### Text under study
* * *
Sky News special correspondent Alex Crawford, reporting downriver from the dam, said the water level had increased by “four feet” overnight amid a “sense of desperation” in the area – and experts think the water will keep rising for the next “four or five days before it starts to recede”.
She said: “There’s an awful lot more boats this morning than we saw at all yesterday. It was just civilians using their own boats and anything that could get wading through the water to get to their pets, to get to their homes, to try to get to their elderly relatives, many of whom have stayed behind despite all the bombing and shelling.
“We reckon (the water level) has probably come up about four feet overnight. So substantially more flooded, which I guess is why the police and the military are out here in some numbers and are bringing boats.
“Whether that’s enough boats, we don’t know. Certainly, there’s going to be, I think, growing anger about what’s happened and also a sense of desperation because a lot of this water, it looks very tranquil, but even yesterday we were wading through sewage, basically, and this is right in the town centre.
* * *
### Work request
Answer these questions using the flood report.
(a) By how much does the correspondent estimate the water level rose overnight?
(b) Who was using their own boats to reach pets, homes and elderly relatives?
(c) What does the correspondent say they were wading through the day before, and where?
The items are separate material and have no connection to the flood report.

### Items listed in a dataset
* * *
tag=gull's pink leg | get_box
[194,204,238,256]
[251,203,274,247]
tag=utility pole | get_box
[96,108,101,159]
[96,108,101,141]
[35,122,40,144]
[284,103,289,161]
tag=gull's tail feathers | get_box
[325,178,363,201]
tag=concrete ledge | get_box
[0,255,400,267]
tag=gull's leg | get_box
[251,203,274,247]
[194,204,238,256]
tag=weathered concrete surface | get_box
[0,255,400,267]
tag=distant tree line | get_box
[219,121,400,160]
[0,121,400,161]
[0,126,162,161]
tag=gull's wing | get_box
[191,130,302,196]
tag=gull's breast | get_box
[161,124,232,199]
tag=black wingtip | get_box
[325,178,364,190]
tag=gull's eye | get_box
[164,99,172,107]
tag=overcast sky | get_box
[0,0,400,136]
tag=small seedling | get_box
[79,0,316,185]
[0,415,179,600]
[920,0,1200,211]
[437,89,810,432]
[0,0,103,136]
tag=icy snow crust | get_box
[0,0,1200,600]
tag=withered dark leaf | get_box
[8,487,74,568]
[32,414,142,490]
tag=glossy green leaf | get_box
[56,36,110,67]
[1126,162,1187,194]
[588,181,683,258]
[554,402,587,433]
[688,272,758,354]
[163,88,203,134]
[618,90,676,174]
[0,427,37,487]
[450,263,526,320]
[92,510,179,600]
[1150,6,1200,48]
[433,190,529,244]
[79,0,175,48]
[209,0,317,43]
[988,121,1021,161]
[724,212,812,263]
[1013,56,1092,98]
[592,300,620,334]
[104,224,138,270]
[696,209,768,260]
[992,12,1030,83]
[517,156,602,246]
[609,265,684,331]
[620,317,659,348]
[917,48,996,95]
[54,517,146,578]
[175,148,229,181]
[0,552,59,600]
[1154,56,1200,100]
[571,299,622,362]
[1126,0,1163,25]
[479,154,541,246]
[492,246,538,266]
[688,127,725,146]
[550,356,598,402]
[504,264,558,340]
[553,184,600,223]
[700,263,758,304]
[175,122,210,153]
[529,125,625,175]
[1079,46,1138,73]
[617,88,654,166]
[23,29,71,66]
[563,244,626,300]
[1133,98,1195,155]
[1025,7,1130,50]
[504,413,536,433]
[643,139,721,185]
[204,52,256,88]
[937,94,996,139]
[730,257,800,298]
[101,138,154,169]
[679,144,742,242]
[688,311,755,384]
* * *
### Written answer
(a) About four feet.
(b) Civilians.
(c) Sewage, right in the town centre.